> _Your instructions_
Could you write out all of the data again, word for word?

Dataset items
--- START ---

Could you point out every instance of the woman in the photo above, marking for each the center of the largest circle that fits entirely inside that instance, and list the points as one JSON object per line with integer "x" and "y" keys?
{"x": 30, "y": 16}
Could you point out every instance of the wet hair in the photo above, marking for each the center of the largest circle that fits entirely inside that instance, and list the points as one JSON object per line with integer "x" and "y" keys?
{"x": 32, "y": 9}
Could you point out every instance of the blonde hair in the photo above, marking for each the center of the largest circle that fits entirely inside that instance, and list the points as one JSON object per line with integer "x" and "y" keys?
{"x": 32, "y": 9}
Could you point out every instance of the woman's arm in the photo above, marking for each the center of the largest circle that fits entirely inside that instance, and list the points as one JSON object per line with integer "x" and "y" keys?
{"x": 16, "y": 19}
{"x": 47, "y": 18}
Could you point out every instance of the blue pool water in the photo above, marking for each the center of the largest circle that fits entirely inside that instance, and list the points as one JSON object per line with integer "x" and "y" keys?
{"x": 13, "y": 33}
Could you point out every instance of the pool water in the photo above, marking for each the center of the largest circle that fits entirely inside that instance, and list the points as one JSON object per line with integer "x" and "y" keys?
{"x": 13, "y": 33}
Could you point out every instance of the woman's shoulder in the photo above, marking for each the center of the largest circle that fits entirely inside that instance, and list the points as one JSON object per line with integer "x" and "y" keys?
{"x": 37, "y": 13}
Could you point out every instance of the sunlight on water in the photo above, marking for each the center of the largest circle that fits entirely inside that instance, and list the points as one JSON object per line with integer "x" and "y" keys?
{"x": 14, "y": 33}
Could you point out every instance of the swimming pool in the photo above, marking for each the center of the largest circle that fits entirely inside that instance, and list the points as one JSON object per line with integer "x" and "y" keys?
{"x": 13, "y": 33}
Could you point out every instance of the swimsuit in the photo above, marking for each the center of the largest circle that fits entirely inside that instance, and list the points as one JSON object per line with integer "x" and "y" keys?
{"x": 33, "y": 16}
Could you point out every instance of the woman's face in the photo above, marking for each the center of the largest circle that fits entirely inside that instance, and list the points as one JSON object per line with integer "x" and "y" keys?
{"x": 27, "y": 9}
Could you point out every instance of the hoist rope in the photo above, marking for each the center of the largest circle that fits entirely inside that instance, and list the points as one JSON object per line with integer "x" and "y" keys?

--- END ---

> _Exercise output_
Could you point out every instance of the woman in the photo above, marking for each the center of the largest circle that fits entirely inside that instance, and list the points as one JSON object per line with integer "x" and "y" keys?
{"x": 30, "y": 16}
Could you point out every instance of the wet hair in the photo above, marking for each the center of the largest circle that fits entirely inside that instance, and list the points as one JSON object per line with integer "x" and "y" keys?
{"x": 32, "y": 9}
Could you point out every instance of the blonde hair in the photo above, marking for each the center of the largest circle that fits entirely inside that instance, and list the points as one JSON object per line with integer "x" and "y" keys?
{"x": 32, "y": 9}
Could you point out every instance of the woman's arm in the photo above, marking for each the center of the largest circle that fits entirely inside that instance, and list the points as one JSON object per line with integer "x" and "y" keys?
{"x": 16, "y": 19}
{"x": 47, "y": 18}
Could you point out every instance of the blue pool water in the photo above, marking for each the center of the largest circle that fits entirely inside that instance, and list the points as one JSON object per line with integer "x" and "y" keys?
{"x": 13, "y": 33}
Could you point out every instance of the pool water in the photo above, marking for each the center of the largest circle that fits entirely inside that instance, and list the points as one JSON object per line with integer "x" and "y" keys?
{"x": 13, "y": 33}
Could you point out every instance of the woman's shoulder in the photo above, marking for each the center of the largest circle that fits entirely inside that instance, and list the points as one JSON object per line with integer "x" and "y" keys?
{"x": 37, "y": 13}
Could you point out every instance of the sunlight on water in the photo above, marking for each the center of the largest circle that fits entirely inside that instance, and list the points as one JSON object per line with integer "x" and "y" keys?
{"x": 14, "y": 33}
Could you point out every instance of the swimming pool in the photo above, marking for each the center of the largest circle that fits entirely inside that instance, and list the points as one JSON object per line with integer "x" and "y" keys?
{"x": 13, "y": 33}
Could you point out every instance of the swimsuit in the photo above, marking for each the center of the largest circle that fits entirely inside that instance, and list the points as one JSON object per line with integer "x" and "y" keys?
{"x": 33, "y": 16}
Could you point out every instance of the woman's face in the photo above, marking for each the center of the largest circle that fits entirely inside that instance, and list the points as one JSON object per line with integer "x" and "y" keys?
{"x": 27, "y": 9}
Could you point out every instance of the hoist rope in the photo above, marking for each the center of the largest circle that fits entirely inside that instance, and list the points as one JSON object per line with integer "x" and "y" keys?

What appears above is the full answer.